> **EXTRACTED DATA**
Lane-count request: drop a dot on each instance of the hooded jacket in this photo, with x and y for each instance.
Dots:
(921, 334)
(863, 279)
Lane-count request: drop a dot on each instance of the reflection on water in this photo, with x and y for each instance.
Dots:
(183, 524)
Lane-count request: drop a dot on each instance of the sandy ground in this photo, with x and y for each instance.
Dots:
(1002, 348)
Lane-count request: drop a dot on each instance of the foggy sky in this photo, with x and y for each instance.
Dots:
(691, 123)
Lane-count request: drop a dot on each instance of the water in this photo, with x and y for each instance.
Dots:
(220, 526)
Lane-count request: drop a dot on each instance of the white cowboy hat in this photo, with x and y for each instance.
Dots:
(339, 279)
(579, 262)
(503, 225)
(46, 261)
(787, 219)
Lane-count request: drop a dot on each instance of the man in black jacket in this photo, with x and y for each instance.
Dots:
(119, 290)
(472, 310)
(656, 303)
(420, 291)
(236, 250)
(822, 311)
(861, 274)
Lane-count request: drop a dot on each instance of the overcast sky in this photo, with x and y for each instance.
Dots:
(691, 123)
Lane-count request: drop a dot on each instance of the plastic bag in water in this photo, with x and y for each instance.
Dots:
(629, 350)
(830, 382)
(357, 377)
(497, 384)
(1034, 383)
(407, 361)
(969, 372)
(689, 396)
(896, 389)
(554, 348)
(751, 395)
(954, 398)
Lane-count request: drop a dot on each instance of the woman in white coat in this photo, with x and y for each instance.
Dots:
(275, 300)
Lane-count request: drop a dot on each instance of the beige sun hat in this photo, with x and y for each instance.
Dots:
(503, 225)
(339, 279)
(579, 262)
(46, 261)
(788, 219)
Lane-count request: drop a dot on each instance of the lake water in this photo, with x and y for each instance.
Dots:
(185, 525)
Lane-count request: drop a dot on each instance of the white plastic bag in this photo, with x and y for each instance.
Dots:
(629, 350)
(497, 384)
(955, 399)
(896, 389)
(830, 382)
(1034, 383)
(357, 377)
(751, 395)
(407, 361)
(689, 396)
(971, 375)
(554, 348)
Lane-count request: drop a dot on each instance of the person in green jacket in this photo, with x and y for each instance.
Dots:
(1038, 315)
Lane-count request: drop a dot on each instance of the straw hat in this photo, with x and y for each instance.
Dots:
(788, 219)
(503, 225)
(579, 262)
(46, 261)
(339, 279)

==

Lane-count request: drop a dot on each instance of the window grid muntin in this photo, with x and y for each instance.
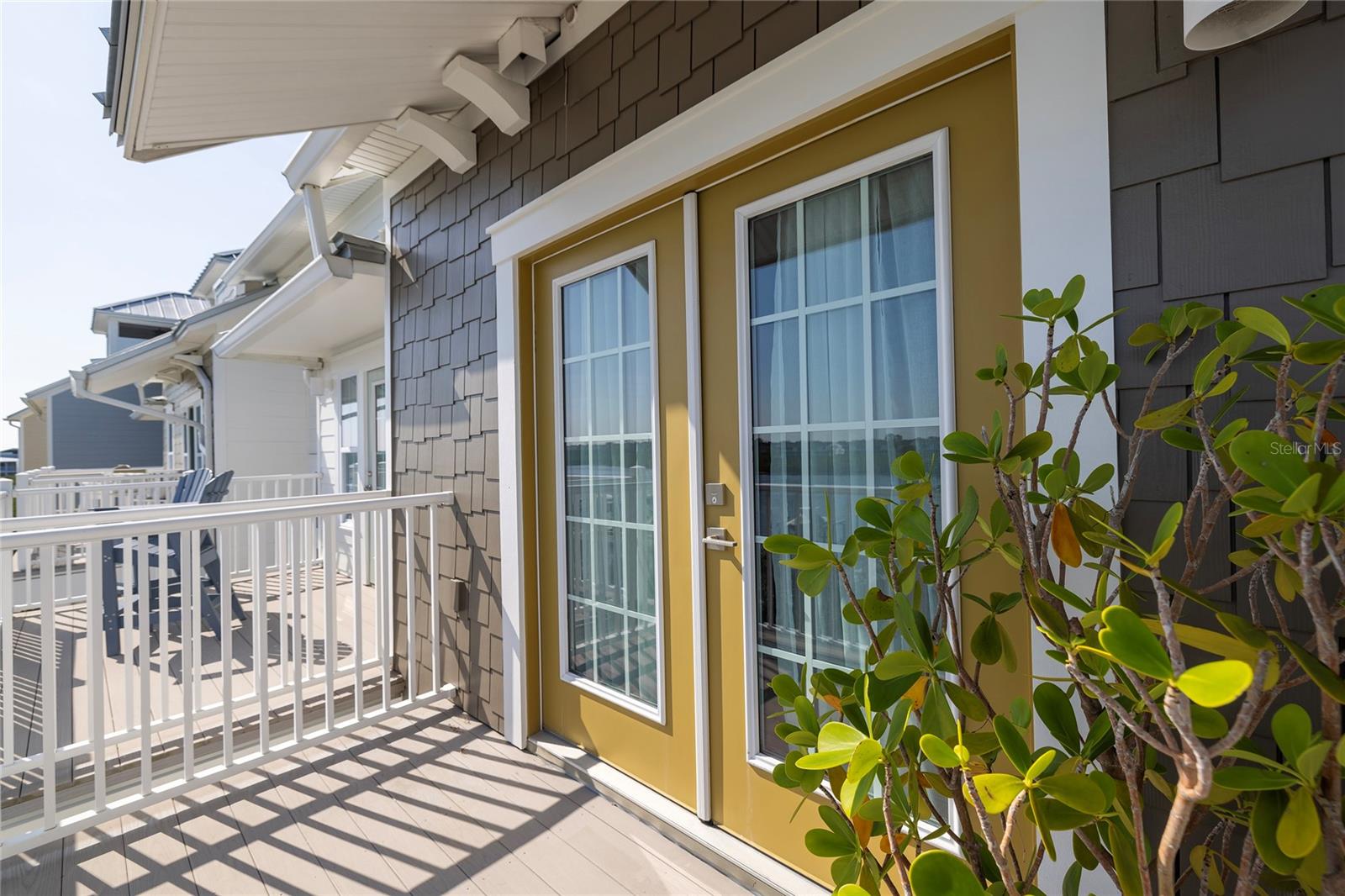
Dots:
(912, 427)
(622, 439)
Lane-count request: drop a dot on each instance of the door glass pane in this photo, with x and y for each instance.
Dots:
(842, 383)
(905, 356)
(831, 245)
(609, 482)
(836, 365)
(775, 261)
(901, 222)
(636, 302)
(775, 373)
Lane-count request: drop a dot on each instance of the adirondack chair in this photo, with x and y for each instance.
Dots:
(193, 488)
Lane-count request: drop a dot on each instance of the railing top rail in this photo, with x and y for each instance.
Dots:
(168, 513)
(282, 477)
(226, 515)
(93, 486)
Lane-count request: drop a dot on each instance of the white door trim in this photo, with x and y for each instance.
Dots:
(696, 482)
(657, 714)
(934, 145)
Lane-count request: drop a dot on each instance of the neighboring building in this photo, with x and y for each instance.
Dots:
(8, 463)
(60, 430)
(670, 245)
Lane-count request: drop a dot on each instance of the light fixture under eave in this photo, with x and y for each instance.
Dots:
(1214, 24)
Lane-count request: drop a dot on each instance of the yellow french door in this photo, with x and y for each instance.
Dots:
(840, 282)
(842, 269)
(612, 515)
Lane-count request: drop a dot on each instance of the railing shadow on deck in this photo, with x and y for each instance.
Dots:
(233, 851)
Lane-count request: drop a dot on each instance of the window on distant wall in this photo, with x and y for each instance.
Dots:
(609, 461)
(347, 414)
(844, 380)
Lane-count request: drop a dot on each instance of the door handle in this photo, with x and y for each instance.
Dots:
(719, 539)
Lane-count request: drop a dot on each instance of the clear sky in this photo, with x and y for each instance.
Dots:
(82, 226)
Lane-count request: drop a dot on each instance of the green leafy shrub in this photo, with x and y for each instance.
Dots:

> **TASK OBJECTIVE**
Looking at the data above, write out exactly the lines that start at the one containing "Lane-count request: drop a dot on each instance of the foggy" and end at the one containing "the white cowboy"; include both and nothing beyond.

> **RESPONSE**
Lane-count request: drop a dot on each instance of the foggy sky in this photo, with x and y for each instance.
Dots:
(691, 123)
Lane-count request: drop a dot on each instance of the water in this photo, with x and y for each instance.
Dots:
(220, 526)
Lane-count request: drop a dot on each instance of the white cowboy hat in this photo, with x and y for each instance.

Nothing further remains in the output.